BEGIN Selection

[PATCH 1/6] kernel: import dt-overlay configfs patches for 5.10

Daniel Golle daniel at makrotopia.org
Sat Nov 27 06:01:21 PST 2021

On Sat, Nov 27, 2021 at 02:24:52PM +0200, Oskari Lemmelä wrote:
> Hi,
> On 27.11.2021 13.55, Daniel Golle wrote:
> > On Sat, Nov 27, 2021 at 11:28:05AM +0200, Oskari Lemmelä wrote:
> >> Hi,
> >>
> >> On 25.11.2021 3.06, Daniel Golle wrote:
> >>> Import patchset allowing loading and applying device tree overlays at
> >>> run-time via configfs.
> >>>
> >>> This will allow for packaging DTOs for hardware add-ons such as the
> >>> various HATs (Hardware Attached on Top) common for SBCs.
> >>> A new kernel config option CONFIG_OF_CONFIGFS is introduced and some
> >>> additional sysfs attributes are added in case CONFIG_OF_OVERLAY is
> >>> enabled.
> >>
> >> Is this something that did not get accepted by upstream linux?

END Selection
BEGIN Provided information

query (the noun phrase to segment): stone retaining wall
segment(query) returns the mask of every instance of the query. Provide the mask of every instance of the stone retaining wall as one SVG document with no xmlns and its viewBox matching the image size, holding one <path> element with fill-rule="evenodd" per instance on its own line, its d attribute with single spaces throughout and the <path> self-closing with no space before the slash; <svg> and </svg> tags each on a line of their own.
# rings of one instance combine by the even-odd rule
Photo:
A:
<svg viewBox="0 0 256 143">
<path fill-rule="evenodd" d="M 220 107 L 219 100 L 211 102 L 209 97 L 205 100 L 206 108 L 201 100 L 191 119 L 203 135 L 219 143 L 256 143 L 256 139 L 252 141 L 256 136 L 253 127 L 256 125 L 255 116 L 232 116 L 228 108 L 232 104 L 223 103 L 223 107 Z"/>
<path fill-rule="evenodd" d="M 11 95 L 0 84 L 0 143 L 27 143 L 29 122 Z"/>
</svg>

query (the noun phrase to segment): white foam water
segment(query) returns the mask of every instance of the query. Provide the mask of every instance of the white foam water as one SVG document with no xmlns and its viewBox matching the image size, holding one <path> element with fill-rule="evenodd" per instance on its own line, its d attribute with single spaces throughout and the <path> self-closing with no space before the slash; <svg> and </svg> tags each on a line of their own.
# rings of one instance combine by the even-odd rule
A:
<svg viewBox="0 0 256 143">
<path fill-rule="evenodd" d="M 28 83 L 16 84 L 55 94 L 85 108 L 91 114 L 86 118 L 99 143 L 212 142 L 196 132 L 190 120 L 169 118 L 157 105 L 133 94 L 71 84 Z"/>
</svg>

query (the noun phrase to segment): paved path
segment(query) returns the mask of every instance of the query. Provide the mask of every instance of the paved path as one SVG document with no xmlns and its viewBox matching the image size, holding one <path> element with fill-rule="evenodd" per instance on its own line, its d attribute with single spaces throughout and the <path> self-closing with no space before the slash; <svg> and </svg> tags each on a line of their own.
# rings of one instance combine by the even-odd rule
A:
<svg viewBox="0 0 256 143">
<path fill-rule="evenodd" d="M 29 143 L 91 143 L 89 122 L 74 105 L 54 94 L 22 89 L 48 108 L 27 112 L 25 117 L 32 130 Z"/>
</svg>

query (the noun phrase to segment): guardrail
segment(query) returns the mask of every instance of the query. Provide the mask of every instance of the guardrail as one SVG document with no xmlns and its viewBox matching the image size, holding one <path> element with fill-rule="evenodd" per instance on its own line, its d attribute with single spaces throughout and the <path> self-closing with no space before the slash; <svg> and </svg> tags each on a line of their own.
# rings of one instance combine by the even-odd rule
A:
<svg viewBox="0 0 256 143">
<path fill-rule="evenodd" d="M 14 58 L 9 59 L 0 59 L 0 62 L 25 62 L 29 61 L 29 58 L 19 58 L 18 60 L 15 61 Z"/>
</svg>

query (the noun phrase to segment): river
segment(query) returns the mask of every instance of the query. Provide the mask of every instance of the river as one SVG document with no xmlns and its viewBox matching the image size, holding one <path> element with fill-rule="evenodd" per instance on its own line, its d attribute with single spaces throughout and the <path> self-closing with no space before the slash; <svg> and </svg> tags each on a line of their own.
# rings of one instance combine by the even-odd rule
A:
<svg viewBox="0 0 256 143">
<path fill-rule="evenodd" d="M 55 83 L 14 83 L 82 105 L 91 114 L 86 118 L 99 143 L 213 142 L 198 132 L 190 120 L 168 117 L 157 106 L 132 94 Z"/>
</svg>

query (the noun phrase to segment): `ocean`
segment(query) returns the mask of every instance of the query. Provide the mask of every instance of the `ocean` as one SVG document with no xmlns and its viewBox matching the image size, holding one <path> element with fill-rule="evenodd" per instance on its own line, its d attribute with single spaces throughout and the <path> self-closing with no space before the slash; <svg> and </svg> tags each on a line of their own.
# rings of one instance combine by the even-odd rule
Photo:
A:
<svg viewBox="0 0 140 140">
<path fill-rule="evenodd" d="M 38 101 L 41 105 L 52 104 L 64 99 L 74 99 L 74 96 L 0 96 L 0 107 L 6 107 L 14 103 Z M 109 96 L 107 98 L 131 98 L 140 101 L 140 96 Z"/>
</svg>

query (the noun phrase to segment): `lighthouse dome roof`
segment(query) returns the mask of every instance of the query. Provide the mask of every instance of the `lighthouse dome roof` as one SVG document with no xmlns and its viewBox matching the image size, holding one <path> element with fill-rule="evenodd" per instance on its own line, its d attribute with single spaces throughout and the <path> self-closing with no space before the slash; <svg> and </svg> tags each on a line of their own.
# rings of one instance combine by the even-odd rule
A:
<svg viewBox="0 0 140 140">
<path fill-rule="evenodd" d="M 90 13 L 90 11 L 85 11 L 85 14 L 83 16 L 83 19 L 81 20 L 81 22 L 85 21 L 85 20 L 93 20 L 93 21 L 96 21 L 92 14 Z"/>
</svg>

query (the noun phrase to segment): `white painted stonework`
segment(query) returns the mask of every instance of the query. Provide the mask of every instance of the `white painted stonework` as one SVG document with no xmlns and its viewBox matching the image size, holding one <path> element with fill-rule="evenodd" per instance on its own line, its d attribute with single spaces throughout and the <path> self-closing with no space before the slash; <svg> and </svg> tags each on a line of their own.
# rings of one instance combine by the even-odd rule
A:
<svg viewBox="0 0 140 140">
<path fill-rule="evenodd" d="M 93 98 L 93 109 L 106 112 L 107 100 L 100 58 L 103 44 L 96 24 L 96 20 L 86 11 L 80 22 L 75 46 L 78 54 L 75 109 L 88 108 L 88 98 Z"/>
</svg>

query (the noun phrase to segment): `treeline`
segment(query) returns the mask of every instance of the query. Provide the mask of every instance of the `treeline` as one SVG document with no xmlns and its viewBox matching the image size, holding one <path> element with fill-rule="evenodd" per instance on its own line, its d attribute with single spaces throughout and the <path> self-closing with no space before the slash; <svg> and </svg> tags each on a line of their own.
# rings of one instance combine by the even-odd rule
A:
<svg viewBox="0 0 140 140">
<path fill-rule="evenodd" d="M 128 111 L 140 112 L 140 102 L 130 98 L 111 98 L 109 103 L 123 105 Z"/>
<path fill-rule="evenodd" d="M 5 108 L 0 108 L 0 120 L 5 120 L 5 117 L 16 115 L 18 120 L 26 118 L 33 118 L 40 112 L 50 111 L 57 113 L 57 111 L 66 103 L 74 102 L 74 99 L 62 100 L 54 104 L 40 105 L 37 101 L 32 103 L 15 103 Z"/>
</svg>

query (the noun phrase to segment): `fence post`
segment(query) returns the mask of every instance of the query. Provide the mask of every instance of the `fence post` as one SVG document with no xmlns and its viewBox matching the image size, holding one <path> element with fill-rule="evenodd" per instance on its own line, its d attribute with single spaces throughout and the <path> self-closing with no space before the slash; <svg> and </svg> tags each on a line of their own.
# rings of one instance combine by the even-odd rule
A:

END Provided information

▶ **Prompt**:
In the patch thread, reproduce the stretch from "[PATCH 1/6] kernel: import" through "run-time via configfs.", swapping "run-time" for "boot time".

▶ **Answer to this problem**:
[PATCH 1/6] kernel: import dt-overlay configfs patches for 5.10

Daniel Golle daniel at makrotopia.org
Sat Nov 27 06:01:21 PST 2021

On Sat, Nov 27, 2021 at 02:24:52PM +0200, Oskari Lemmelä wrote:
> Hi,
> On 27.11.2021 13.55, Daniel Golle wrote:
> > On Sat, Nov 27, 2021 at 11:28:05AM +0200, Oskari Lemmelä wrote:
> >> Hi,
> >>
> >> On 25.11.2021 3.06, Daniel Golle wrote:
> >>> Import patchset allowing loading and applying device tree overlays at
> >>> boot time via configfs.